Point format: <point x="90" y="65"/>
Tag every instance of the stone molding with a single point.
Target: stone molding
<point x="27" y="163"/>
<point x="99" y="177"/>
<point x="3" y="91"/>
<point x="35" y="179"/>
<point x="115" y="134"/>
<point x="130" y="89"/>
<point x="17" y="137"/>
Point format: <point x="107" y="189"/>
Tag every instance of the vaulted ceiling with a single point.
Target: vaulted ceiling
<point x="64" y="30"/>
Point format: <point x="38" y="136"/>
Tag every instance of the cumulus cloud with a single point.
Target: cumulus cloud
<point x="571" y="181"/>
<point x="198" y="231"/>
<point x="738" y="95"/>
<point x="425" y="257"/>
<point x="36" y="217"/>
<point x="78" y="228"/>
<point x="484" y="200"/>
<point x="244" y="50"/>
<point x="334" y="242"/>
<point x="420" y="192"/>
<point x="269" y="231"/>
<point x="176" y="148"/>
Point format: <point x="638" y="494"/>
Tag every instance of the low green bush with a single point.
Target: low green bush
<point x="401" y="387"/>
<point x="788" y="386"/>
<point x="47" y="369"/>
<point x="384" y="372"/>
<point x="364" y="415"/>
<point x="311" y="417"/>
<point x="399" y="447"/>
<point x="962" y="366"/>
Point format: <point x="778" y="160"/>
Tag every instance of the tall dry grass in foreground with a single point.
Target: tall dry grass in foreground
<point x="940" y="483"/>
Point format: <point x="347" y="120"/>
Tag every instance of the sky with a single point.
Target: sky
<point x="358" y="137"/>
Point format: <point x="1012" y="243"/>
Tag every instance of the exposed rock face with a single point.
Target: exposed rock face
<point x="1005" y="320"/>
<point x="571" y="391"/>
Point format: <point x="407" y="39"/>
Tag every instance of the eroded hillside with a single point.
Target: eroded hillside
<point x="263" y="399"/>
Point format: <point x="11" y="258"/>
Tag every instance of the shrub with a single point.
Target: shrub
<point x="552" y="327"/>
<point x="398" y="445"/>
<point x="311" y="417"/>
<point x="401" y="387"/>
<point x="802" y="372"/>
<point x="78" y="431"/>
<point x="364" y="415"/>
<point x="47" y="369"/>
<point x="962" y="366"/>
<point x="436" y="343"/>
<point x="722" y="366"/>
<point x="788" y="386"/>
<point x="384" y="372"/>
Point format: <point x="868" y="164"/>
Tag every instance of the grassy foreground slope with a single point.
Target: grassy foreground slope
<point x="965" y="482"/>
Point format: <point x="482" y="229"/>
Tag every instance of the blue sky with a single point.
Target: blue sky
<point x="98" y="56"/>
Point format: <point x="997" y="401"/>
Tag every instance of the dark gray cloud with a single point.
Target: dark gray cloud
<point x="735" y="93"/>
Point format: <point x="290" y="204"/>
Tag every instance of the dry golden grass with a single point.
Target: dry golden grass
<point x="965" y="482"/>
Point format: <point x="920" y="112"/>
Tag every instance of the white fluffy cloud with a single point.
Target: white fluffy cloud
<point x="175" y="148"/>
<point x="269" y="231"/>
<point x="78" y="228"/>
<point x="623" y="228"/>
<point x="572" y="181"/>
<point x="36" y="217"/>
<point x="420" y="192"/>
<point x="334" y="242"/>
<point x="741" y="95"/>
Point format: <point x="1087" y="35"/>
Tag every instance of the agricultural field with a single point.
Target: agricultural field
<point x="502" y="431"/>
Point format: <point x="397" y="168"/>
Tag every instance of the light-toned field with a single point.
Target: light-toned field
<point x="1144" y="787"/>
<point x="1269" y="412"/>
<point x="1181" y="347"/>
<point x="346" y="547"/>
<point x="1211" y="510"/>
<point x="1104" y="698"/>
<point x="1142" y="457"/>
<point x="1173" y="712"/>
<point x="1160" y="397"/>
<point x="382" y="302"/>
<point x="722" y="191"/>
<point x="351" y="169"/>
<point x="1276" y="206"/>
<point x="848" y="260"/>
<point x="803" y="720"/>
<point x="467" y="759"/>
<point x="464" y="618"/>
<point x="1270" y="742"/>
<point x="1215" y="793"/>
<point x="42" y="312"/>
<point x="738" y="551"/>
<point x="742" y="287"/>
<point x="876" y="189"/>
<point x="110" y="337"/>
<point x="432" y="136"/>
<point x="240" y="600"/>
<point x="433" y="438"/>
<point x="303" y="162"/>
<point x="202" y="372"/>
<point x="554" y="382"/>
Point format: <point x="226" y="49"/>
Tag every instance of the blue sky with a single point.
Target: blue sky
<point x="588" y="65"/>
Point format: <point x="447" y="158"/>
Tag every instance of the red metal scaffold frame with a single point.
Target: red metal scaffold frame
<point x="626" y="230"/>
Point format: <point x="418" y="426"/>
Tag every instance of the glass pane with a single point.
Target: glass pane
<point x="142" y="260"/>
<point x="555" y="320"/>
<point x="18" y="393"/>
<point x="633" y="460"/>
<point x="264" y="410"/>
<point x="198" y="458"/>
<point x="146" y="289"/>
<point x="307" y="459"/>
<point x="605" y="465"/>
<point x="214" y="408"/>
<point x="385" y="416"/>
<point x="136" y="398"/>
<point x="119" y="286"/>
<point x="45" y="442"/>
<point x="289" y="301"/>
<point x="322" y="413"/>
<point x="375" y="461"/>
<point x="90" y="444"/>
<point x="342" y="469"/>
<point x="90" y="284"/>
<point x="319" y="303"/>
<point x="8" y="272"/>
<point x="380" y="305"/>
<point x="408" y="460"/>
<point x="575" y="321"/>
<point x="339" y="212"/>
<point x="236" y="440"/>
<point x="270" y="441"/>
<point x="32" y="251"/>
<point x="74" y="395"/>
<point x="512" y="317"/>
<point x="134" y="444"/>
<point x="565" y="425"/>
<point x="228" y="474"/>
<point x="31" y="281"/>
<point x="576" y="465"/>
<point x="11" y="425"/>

▶ What is expected:
Please pick out every line in the records above that contains the word "slope" and copy each one.

▶ Task response:
Tag every instance of the grassy foreground slope with a single point.
Target: grassy foreground slope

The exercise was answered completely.